Please rewrite the eating disorder recovery passage starting with "In many ways, you" and going on through "healthy meal plan?", replacing "sabotage" with "undermine".

SUPPLIED PASSAGE ▸
-.-.-

Under Prochaska and Diclemente’s (1982) stage model of change, people move through the remaining stages of preparation, action and maintenance at different rates. Clients first plan to change their actions during the preparation stage, and then move into the action and maintenance stages when they begin practicing new behaviors.
The benefits of counseling might appear to be more obvious during the preparation stage. At this point on your journey, a therapist can:
- Help you with skill development;
- Help you create a support network; and
- Identify potential obstacles to your recovery efforts.
In many ways, you can begin to “test out” what your life will look like without your eating disorder. Will you take off time from work or school to receive more intensive treatment? Who might try to sabotage your efforts to follow a healthy meal plan?
When you begin to live your life without eating disordered behaviors, you might feel that you no longer need therapy. You can feel like you’ve learned everything that you are supposed to learn, and that now it is simply a matter of practicing all of the skills that you have learned. However, change can carry a few difficulties of its own, including:
- A sense of loss when you move away from the eating disorder;
- Changes to current relationships; and
- Learning how to reward yourself for your efforts without turning to old behaviors.
Not everyone will be as pleased as you are that you have changed. Family and friends might be upset by your new focus on self-care, or might be upset that you no longer eat with them in the same way. While many people feel that recovery will solve their problems, new stressors can arise at any time.
Finally, relapse is a natural part of change. This is one of the places that therapy can be the most helpful because denial is such an integral component. Some common thoughts in relapse are:
- “It’s only happened a few times, I’ll get back on track after the holidays.”
- “I’ve just been stressed out lately. As soon as my schedule settles down, I’ll focus on my meal plan again.”
- “I still feel fat. I’ll just restrict a little bit.”
- “It’s okay to binge on healthy food. I’m not binging on the same foods that I used to.”
Slipping into relapse does not necessarily mean starting the entire process again, especially when you catch it quickly. This is a great time to check-in with your therapist and determine what has contributed to the relapse so that you can get back on track.

-.-.-

DATA ▸
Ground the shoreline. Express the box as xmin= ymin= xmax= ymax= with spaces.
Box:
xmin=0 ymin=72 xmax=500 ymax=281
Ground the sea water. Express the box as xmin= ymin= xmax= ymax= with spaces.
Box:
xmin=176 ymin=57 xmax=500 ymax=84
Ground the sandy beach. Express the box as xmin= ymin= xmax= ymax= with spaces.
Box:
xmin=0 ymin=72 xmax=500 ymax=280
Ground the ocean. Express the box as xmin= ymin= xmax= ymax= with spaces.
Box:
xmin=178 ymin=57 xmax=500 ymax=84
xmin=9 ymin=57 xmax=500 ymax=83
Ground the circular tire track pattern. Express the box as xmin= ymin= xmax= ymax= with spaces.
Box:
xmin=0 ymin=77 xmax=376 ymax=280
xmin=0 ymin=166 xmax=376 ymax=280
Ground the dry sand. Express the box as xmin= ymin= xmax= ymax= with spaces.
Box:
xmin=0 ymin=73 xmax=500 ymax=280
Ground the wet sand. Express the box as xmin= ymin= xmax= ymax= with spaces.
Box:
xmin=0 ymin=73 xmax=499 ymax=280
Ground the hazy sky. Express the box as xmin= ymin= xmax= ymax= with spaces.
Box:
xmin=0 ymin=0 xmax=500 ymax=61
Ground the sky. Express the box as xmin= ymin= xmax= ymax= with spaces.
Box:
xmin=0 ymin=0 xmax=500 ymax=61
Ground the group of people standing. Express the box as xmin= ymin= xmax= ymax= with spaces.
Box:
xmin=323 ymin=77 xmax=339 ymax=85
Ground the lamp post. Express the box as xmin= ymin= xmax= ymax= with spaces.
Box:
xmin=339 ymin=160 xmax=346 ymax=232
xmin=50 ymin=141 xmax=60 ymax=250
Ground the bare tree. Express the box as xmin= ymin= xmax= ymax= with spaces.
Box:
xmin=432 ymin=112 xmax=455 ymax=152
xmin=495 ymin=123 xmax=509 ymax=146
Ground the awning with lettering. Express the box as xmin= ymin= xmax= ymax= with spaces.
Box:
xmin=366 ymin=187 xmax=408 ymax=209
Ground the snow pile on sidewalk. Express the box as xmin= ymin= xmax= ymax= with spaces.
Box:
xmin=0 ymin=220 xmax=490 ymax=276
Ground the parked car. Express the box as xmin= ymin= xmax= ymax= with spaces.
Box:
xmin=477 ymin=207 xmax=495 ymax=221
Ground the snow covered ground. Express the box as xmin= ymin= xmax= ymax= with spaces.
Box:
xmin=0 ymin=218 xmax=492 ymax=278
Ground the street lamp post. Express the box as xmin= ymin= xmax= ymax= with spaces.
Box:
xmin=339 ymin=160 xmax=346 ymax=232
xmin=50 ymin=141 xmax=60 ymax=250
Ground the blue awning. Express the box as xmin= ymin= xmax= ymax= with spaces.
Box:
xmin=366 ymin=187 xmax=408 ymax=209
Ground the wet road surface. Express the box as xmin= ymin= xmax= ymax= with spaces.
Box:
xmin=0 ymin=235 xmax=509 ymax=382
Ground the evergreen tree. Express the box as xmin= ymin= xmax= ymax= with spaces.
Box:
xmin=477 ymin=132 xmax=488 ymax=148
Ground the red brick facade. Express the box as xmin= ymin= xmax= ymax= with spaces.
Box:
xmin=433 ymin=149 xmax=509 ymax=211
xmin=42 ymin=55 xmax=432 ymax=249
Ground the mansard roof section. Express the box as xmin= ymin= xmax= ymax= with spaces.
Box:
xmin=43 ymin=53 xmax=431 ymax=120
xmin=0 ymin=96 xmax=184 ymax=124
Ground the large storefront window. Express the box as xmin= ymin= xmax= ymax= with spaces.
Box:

-.-.-

RESULT FOR THIS EXERCISE ▸
In many ways, you can begin to “test out” what your life will look like without your eating disorder. Will you take off time from work or school to receive more intensive treatment? Who might try to undermine your efforts to follow a healthy meal plan?